> [GOAL] Transcribe every line of the listing below without any changes, and leave the pictures out.

> [MATERIAL FOR THIS TASK]
-*-*-

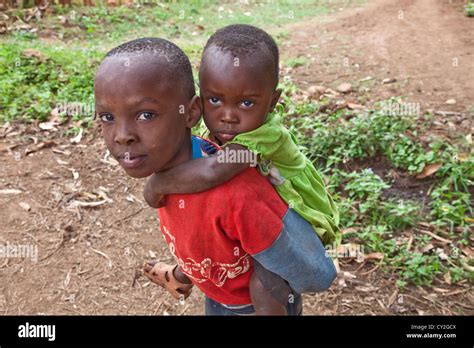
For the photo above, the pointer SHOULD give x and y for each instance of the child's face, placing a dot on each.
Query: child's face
(145, 115)
(237, 94)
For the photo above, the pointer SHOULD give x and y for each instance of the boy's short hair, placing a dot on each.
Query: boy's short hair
(245, 39)
(178, 62)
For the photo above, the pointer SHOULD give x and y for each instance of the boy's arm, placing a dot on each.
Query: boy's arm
(198, 175)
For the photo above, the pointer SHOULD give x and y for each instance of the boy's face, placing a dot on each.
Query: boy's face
(237, 93)
(145, 115)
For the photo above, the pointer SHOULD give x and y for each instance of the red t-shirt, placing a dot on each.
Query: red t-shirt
(213, 234)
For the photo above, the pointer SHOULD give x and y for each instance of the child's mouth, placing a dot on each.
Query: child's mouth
(226, 136)
(131, 160)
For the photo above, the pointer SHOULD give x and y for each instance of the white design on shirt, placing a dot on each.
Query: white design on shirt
(208, 270)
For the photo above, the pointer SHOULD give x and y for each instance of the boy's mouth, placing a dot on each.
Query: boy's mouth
(131, 160)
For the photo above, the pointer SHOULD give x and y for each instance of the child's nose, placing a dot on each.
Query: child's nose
(228, 116)
(124, 136)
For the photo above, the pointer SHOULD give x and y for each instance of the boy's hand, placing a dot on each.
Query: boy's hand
(163, 275)
(153, 198)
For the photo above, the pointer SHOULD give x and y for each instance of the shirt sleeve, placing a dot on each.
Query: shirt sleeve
(278, 238)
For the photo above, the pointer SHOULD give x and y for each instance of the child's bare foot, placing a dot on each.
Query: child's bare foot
(162, 274)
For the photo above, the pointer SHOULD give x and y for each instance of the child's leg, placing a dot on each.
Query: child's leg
(262, 300)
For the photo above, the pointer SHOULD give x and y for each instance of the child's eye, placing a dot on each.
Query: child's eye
(106, 117)
(145, 116)
(214, 100)
(247, 103)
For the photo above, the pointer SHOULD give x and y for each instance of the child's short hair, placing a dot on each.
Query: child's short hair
(245, 39)
(178, 62)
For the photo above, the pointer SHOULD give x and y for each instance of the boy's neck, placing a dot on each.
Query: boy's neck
(184, 154)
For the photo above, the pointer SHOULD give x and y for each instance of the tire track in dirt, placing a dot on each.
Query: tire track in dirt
(426, 45)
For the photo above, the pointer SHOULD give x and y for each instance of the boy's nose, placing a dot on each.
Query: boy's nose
(124, 136)
(228, 116)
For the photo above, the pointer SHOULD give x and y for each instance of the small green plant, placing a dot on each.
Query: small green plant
(407, 154)
(417, 268)
(296, 62)
(400, 215)
(469, 9)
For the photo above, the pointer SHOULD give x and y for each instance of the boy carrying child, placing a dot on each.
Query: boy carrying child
(146, 102)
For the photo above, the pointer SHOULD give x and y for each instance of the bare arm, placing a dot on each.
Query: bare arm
(198, 175)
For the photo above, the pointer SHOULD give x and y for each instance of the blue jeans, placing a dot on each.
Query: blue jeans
(215, 308)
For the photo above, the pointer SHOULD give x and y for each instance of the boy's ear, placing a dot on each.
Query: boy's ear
(275, 98)
(194, 111)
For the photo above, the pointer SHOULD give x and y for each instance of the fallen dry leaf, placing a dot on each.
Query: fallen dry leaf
(378, 256)
(48, 126)
(429, 169)
(344, 88)
(10, 192)
(25, 206)
(78, 137)
(40, 146)
(354, 106)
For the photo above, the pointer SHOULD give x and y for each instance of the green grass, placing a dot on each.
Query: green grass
(75, 38)
(333, 139)
(31, 87)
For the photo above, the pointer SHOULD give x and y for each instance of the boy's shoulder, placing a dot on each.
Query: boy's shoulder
(249, 184)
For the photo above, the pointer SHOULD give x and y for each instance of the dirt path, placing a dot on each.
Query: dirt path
(87, 257)
(426, 45)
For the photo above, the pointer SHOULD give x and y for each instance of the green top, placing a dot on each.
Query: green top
(295, 178)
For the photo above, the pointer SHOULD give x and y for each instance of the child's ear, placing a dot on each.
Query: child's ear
(194, 111)
(275, 98)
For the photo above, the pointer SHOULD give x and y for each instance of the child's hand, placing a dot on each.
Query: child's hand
(163, 275)
(153, 198)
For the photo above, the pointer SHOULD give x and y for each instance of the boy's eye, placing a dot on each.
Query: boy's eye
(106, 117)
(247, 103)
(145, 116)
(214, 100)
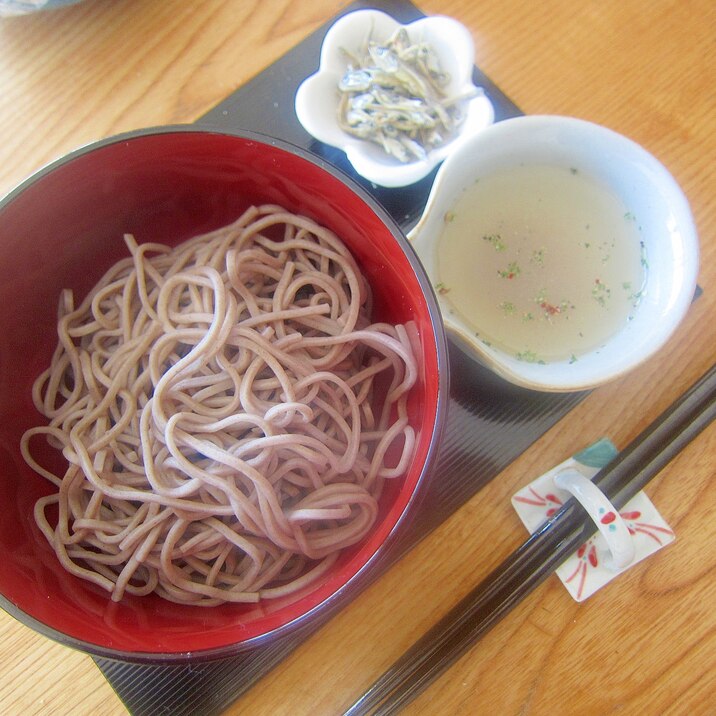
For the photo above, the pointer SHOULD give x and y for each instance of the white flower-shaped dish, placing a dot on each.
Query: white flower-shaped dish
(318, 96)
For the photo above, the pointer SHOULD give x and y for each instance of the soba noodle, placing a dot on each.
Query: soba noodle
(219, 407)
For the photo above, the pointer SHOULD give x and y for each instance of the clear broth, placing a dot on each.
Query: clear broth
(541, 261)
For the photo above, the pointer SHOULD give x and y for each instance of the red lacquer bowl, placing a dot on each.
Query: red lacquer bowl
(63, 227)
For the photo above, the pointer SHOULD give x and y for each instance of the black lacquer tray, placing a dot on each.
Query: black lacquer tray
(490, 422)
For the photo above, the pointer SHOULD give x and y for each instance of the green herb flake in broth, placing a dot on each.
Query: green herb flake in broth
(538, 256)
(601, 293)
(513, 270)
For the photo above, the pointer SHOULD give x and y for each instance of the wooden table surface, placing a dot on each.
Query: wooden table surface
(643, 645)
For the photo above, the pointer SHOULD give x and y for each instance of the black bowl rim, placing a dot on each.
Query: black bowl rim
(323, 610)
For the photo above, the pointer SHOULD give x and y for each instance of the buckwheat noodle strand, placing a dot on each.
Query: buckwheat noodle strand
(227, 411)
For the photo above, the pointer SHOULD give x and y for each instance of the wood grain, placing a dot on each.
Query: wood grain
(644, 645)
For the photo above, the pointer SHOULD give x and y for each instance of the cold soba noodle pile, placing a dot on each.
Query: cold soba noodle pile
(215, 403)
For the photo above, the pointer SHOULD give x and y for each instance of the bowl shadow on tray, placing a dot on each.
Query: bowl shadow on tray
(405, 204)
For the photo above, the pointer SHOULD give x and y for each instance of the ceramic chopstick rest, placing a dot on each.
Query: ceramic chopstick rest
(622, 538)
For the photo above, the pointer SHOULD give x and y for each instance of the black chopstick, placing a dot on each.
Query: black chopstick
(540, 555)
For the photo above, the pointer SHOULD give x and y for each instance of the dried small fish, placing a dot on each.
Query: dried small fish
(393, 94)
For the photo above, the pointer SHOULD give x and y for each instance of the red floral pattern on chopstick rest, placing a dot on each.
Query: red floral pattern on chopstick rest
(584, 572)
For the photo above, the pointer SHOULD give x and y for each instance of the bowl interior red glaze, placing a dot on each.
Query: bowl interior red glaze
(63, 228)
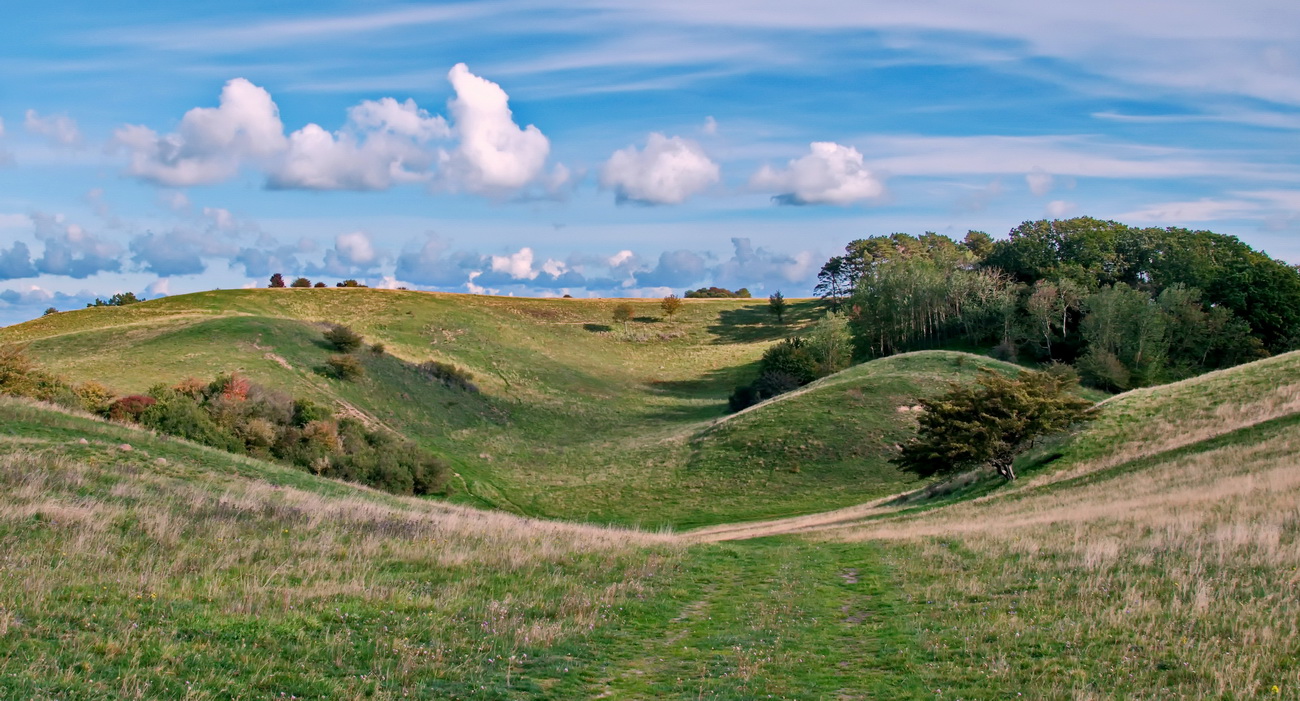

-*-*-

> [CORRECT RESPONSE]
For the photo above, the pointer SHOULD give x and y for each instance of the child's face, placing a dot on each.
Query: child's face
(145, 115)
(237, 94)
For the photo above, the pointer SHOULD give x and y for each instance of the boy's short hair, placing a dot on each.
Query: boy's short hair
(245, 39)
(178, 62)
For the photo above, the pointer SHOULD give x and y for each instance of the boy's arm, placing a dot on each.
Query: boy's arm
(198, 175)
For the photo above, the pointer SHOULD give x and y for each instance of the boy's face, placing a dot on each.
Query: boy's face
(237, 93)
(145, 115)
For the photo above, the pointer SHOULD give x and y for each instance of the red t-shirt, placing a dot on each.
Query: red t-shirt
(213, 234)
For the photo above, the pointer SHOULD give x and y for each instance of the child's mouth, placing a dot on each.
Query: child's mouth
(226, 136)
(131, 160)
For the photo above, the pointer SHOULD give x and y for each instance of the white design on shirt, placing a dot on each.
Query: white design on shirt
(208, 270)
For the photo above, the pointer SHOULD give x and y for each instance of the boy's mouth, placing a dot on each.
Query: boy's mouth
(131, 160)
For the photo above, the pointer SHOULD give x and y for each instance of the child's nose, placing a dot on each.
Query: child's nose
(228, 116)
(124, 136)
For the photo above, the pointer SHOULD give x and y for each instance of the boy's hand, placing a dot on each.
Query: boy's hand
(163, 275)
(153, 198)
For the photo above, the pointer SHOULD give x and y for each instance of the shirt sleeve, placing a dot on each.
Query: shirt sleeve
(278, 238)
For the photo above, the pointer SHOULD give x and y for each instance of the child's bare foot, placing a dot on each.
Query: child's bare foot
(162, 274)
For the photo above, the pointer SHOULD give x and y for each instance of the child's leg, placing a dot on each.
Query: child's leg
(262, 300)
For the photo above, the pointer SHOULD give x and y for each instance of the child's eye, placing a dot on each.
Query: child's eye
(106, 117)
(145, 116)
(214, 100)
(247, 103)
For the photo above, the pointer SHOULD give x and y for each instance of the child's short hair, placing a dot on each.
Query: child's short hair
(245, 39)
(178, 62)
For the photo above, the pointer SHOULD give x and y for each instance of the boy's neck, placing a dot on each.
Query: boy's neck
(184, 154)
For the photo above, the pointer SHOULD give x and y for each instance of the tire track in dirt, placing a dot on each.
Query: tire track in dirt
(426, 45)
For the photo above, the pointer SHOULD give x and y for each instance of the boy's nose, placing a dot on each.
Query: boy's nose
(124, 136)
(228, 116)
For the photo above, the pointer SHOULD give x and y for each instance of the small green plant, placing a dot on each.
Query: small green plant
(407, 154)
(417, 268)
(296, 62)
(400, 215)
(469, 9)
For the photo above, the pointer SHOULD give x and y for each instance of the boy carrying child, placing a dot on each.
Query: boy carrying child
(146, 102)
For the photo above, the pointer SHOULD give x and y for each instance of the bare arm, placing a dot on each.
Query: bare arm
(198, 175)
For the photo above, the pointer SHOULD give x and y for each instance of the blue jeans, placing a dot on each.
Query: blue jeans
(215, 308)
For the photo above, the pointer SHOULD give x and y for each instance of the boy's ear, placing a dot on each.
Query: boy's ear
(275, 98)
(194, 111)
For the photo above, the pointer SHOULD give x and y for each instance of the fallen dry leaf, placing a dot on each.
Query: fallen dry leaf
(378, 256)
(48, 126)
(429, 169)
(344, 88)
(10, 192)
(25, 206)
(78, 137)
(40, 146)
(354, 106)
For the photo above, the pointer SHOULD give x and y for each instance of the green grass, placing a dot on each.
Query: green grass
(75, 38)
(333, 139)
(31, 87)
For the photo above, the pointer SHOULD give x and y for each instance of the boy's shoulder, placing a dot on each.
Query: boy's shoulder
(249, 184)
For the photo above, the pointer SHOULD give x and y for each instance of the dirt path, placing a dot on each.
Query: dirt path
(87, 257)
(426, 45)
For the photo above, the pointer SHOULD give x and y for each instance of the green top, placing a dot on each.
Query: green top
(295, 178)
For the photo above, the pointer SHOULD give x and y for each instance of the child's ear, placing a dot on each.
Query: child's ear
(194, 111)
(275, 98)
For the photo above, the pointer SHOULD give x and y for each instance of the child's hand, placing a dot on each.
Query: child's hand
(163, 275)
(153, 198)
For the photo above, the pointer SHOULD give x and y for each instance of the boy's eye, placing a dot on each.
Query: boy's eye
(106, 117)
(247, 103)
(145, 116)
(214, 100)
For the photo above, the pointer SHOULD give x and y for each instance of the white flower-shaped dish, placing a dot on each.
Query: white flower-shaped dish
(318, 96)
For the photo above, the pointer SHOULD give x and y for each instance of the soba noodle, placing a dot on each.
Query: soba noodle
(219, 407)
For the photo above, the pointer SHOULD give x and y for each instance of the clear broth, placing a dot on each.
Query: clear broth
(541, 261)
For the photo above, the pointer SHOULD give x and y for each instance of the red lacquer bowl, placing a dot on each.
Query: red lacquer bowl
(63, 227)
For the photo above, the pointer SHOULD give x and y for each instance of the black lacquer tray, placing a dot on each.
Query: black lacquer tray
(490, 422)
For the photo above, the pointer SHOULD give x and y for each instance of the green herb flake in broth, placing a dot on each.
Query: green herb flake in broth
(538, 256)
(601, 293)
(513, 270)
For the photo above, the pointer SHOULD give x and y for each instance of the wooden table surface, placing a dot on each.
Query: wooden table surface
(643, 645)
For the photo above, the pointer SHOULD give x and y for each instance of the black bowl rim, placing a dot on each.
Query: black bowl rim
(323, 610)
For the photo above, the pointer SHOULD give x and y for each instance of the buckwheat noodle strand, placing a dot on each.
Query: buckwheat noodle strand
(227, 411)
For the photo above, the pointer SHOULD give x and y for each instance of the wood grain, placing a dot on each.
Query: wood grain
(644, 645)
For the photo above, the pointer SHOULD give x and y for each instance of the cold soba noodle pile, placing a dot on each.
Query: cold soba noodle pile
(215, 403)
For the photo above, the pointer SHOULD give x and y for each instance of the bowl shadow on tray, placing a dot on each.
Query: bowl shadow on tray
(405, 204)
For the photo above, the pointer SHOULD give x and y for each instance of the ceramic chopstick rest, placing a dot on each.
Query: ceramic chopstick rest
(622, 538)
For the photo above, the pointer SHOULD give x and y for each instance of the black chopstick, placing a dot on each.
Query: black chopstick
(540, 555)
For the photo above, the pointer SHOULD give x and y for each instance of the dried small fish, placing a dot on each.
Query: dried small fish
(393, 94)
For the photo above, the pointer SHOULD give x and y for each instance of the red floral pattern on chopstick rest, placing a dot on each.
Query: red floral pattern on chopstick rest
(584, 572)
For the photo above, the pointer SHOULD give x and y for each instance of the bowl interior red glaze, placing a dot on each.
Query: bowl interior red glaze
(63, 228)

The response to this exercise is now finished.